Task instructions: Express every item below as a two-column CSV with the header item_text,answer and one row per item. Place each item's full text and its answer in separate quoted fields, replacing line breaks with spaces.

The data:
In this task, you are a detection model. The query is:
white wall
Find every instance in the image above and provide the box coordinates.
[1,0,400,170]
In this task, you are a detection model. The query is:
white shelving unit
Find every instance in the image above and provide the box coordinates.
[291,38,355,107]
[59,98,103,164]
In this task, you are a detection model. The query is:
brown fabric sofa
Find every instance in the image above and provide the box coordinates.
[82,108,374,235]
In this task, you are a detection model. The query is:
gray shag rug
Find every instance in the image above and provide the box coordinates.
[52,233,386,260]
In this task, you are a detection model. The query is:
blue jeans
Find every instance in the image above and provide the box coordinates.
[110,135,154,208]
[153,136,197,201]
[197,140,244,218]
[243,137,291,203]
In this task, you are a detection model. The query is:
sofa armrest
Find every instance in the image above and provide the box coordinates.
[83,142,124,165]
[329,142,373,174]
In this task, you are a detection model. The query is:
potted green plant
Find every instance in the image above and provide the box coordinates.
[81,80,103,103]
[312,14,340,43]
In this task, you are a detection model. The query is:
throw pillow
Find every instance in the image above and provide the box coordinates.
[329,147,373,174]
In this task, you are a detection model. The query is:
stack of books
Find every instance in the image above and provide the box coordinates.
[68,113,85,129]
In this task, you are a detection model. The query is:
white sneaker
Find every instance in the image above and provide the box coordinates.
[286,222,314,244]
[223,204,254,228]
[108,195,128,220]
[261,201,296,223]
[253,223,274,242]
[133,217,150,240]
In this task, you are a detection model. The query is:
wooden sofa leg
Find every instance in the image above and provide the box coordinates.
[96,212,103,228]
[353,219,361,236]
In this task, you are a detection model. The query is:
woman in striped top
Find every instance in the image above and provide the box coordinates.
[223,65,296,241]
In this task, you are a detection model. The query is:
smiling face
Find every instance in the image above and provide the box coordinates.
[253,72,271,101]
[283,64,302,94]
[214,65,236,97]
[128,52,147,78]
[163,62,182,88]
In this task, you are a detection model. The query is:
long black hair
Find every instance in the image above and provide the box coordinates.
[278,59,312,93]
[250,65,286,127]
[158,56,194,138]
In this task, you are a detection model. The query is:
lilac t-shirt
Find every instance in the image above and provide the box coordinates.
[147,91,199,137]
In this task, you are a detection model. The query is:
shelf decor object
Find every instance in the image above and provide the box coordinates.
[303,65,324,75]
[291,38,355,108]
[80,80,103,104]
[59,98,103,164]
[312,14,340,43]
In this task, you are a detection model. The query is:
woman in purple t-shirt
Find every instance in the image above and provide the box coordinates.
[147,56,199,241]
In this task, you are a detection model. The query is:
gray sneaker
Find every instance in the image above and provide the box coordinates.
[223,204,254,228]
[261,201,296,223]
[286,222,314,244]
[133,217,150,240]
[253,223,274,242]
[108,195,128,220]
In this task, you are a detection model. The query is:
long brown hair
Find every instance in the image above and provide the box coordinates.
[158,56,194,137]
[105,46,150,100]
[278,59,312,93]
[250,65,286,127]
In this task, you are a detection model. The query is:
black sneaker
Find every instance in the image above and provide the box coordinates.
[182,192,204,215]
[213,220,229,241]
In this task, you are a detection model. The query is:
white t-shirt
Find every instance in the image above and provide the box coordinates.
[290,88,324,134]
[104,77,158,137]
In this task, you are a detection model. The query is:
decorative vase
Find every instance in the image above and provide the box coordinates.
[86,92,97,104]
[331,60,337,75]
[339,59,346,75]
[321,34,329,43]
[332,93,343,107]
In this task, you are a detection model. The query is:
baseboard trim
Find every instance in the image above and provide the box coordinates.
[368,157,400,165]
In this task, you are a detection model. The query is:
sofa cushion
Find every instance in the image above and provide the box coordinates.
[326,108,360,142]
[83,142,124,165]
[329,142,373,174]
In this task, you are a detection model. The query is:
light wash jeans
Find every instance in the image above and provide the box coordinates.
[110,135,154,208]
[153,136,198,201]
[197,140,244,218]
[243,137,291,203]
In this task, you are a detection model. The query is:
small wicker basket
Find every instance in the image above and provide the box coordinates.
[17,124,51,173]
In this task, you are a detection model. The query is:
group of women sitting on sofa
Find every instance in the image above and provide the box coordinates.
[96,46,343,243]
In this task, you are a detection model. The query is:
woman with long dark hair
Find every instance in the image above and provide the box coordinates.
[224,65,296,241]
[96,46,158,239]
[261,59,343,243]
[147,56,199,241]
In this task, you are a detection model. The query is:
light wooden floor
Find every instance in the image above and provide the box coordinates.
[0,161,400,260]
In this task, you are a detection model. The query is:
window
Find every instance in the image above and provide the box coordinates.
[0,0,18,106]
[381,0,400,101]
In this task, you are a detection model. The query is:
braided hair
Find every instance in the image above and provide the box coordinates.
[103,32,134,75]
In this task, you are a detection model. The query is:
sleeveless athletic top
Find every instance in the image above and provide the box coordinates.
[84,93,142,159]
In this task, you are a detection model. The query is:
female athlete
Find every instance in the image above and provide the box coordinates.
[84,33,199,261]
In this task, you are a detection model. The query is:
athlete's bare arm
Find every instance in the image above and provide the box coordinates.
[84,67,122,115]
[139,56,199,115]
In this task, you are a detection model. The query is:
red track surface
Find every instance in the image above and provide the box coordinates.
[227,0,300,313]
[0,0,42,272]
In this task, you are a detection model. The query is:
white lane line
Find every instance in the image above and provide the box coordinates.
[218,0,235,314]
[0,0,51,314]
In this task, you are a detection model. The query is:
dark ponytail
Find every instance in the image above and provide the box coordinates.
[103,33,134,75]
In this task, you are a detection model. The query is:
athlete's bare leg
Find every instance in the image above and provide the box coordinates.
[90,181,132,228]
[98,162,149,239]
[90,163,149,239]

Exercise output:
item_text,answer
"In this task, you are a detection model. The query is: white wall Find every instance in the image above and provide the box coordinates.","[1,0,400,170]"
"In this task, you are a detection model. The query is: white shelving unit Find every instance in the image above and provide the box coordinates.","[291,38,355,107] [59,98,103,164]"
"In this task, you are a detection model. The query is: brown fabric sofa Find every instance in the image above and provide the box coordinates.","[82,108,374,235]"
"In this task, you are a detection model. The query is: gray shag rug Find every instance in the image above and provide the box coordinates.","[52,233,386,260]"
"In this task, you are a detection model. The query is: blue jeans Find every instance in the image above and provide the box coordinates.","[110,135,154,208] [153,136,197,201] [197,140,244,218] [243,137,291,203]"
"In this task, you are a detection model. The query is: sofa armrest Find every instance in the image above and provide the box coordinates.","[83,142,124,165] [329,142,373,174]"
"In this task, you are a detection model. The query is: potted green plant Find every instance in the image above and provide the box coordinates.","[81,80,103,103] [312,14,340,43]"
"In this task, you are a detection model. The query is: throw pillow Find every instance in the image above and provide the box coordinates.","[329,147,373,174]"
"In this task, you are a detection model. The query is: stack of books Find every instance in the image above and provide the box coordinates.","[68,113,85,129]"
"In this task, you are a detection model. The query is: white sneaker Find every instance in the image above and provide the box coordinates.","[286,222,314,244] [223,204,254,228] [108,195,128,220] [261,201,296,223] [253,223,274,242] [133,217,150,240]"
"In this task, you are a detection model. The query is: wooden sofa leg Find every instance in the image above and provide the box coordinates.","[96,212,103,228] [353,219,361,236]"
"In this task, you are a detection model. The query is: woman in striped top Find every instance in the image above and provide the box coordinates.","[223,65,296,241]"
"In this task, you are a detection model. The query is: smiling face Find every instance in the image above and provide the box coordinates.","[253,72,271,101] [283,64,302,94] [214,65,236,97] [128,52,147,78] [163,62,182,88]"
"In this task, you are a detection model. The query is: long black hair Find every instance in the image above and provide the box coordinates.","[278,59,312,93] [250,65,286,127] [158,56,194,138]"
"In this task, you are a detection model. The query is: lilac t-shirt Find every instance in the image above and provide the box coordinates.","[147,91,199,137]"
"In this task, you are a detection model. The query is: shelf decor object Find every instance in the image above and provide the box coordinates.","[303,65,324,75] [291,38,355,108] [80,80,103,104] [59,98,103,164] [312,14,340,43]"
"In this task, you are a detection model. The query is: woman in purple t-shirt Find every instance in the image above and provide the box coordinates.","[147,56,199,241]"
"In this task, you are a detection model. The query is: gray sneaker Find every instance in the image above and provide the box coordinates.","[223,204,254,228] [261,201,296,223] [286,222,314,244] [133,217,150,240] [253,223,274,242] [108,195,128,220]"
"In this task, you are a detection model. The query is: long brown hair Find every instance in the image above and provide the box coordinates.","[158,56,194,137] [105,46,150,100] [278,59,312,93] [250,65,286,127]"
"In this task, you are a detection model. The query is: black sneaker Find every instance in the image above and provide the box coordinates.","[182,192,204,215] [213,220,229,241]"
"In this task, you are a detection model. The query is: white t-shirt Find every instance in the image above and provide the box coordinates.","[290,88,324,134] [104,77,158,137]"
"In this task, you are a detection model. The query is: decorative vase Find every instance in the image above and provide the box coordinates.","[86,92,97,104] [331,60,337,75] [339,59,346,75] [321,34,329,43] [332,93,343,107]"
"In this task, you are a detection model. The query is: baseboard trim Find every instance in the image above and provide the box coordinates.","[368,157,400,165]"
"In this task, you are a detection model. The query is: sofa cushion Find every instance in the image above and provide the box coordinates.","[326,108,360,142] [83,142,124,165] [329,142,373,174]"
"In this task, you are a detection model. The query is: light wash jeans Find every instance in the image above and provide the box coordinates.","[110,135,154,208] [153,136,198,201] [197,140,244,218] [243,137,291,203]"
"In this task, you are a detection model. The query is: small wicker basket Find every instance in the image above and provide the box coordinates.","[17,124,51,173]"
"In this task, you are a detection model. The query is: group of women sitting on sofa Find every instance in the image above and provide the box coordinates.","[96,46,343,243]"
"In this task, you are a detection model. The query is: woman with long dark hair Find every instance in the image above and provide the box coordinates.","[224,65,296,241] [96,46,158,239] [261,59,343,243] [147,56,199,241]"
"In this task, you are a detection model. The query is: light wooden floor Find every instance in the image above and provide the box coordinates.","[0,161,400,260]"
"In this task, you are a detection model. The query is: window Find every instance in the image above and provide the box coordinates.","[0,0,18,106] [381,0,400,101]"
"In this task, you are a detection model. The query is: braided hair Find every instance in the image above and provide the box coordinates.","[103,32,134,75]"
"In this task, you are a detection model. The query is: sleeveless athletic top Find every instance in the image above and provide the box coordinates.","[84,93,142,159]"
"In this task, you are a detection model. The query is: female athlete Find every instance in the image above and provide the box coordinates.","[84,33,199,261]"
"In this task, you are a detection model. The query is: athlete's bare arm Find every instance in the image above and provide the box coordinates.","[84,67,122,115] [139,56,199,115]"
"In this task, you are a detection model. The query is: red track surface Find every instance in the image above and provide the box coordinates.","[227,0,300,313] [0,0,42,272]"
"In this task, you are a detection model. The query is: white lane line Find every instance in the image above and provide the box coordinates.","[218,0,235,314] [0,0,51,314]"
"In this task, you are a detection model. The query is: dark ponytail Find every instance in the image above and provide the box coordinates.","[103,33,134,75]"
"In this task, you are a detection model. The query is: athlete's bare leg Find every instance in the image above and provide the box coordinates.","[90,181,132,228] [98,162,149,239] [90,163,149,239]"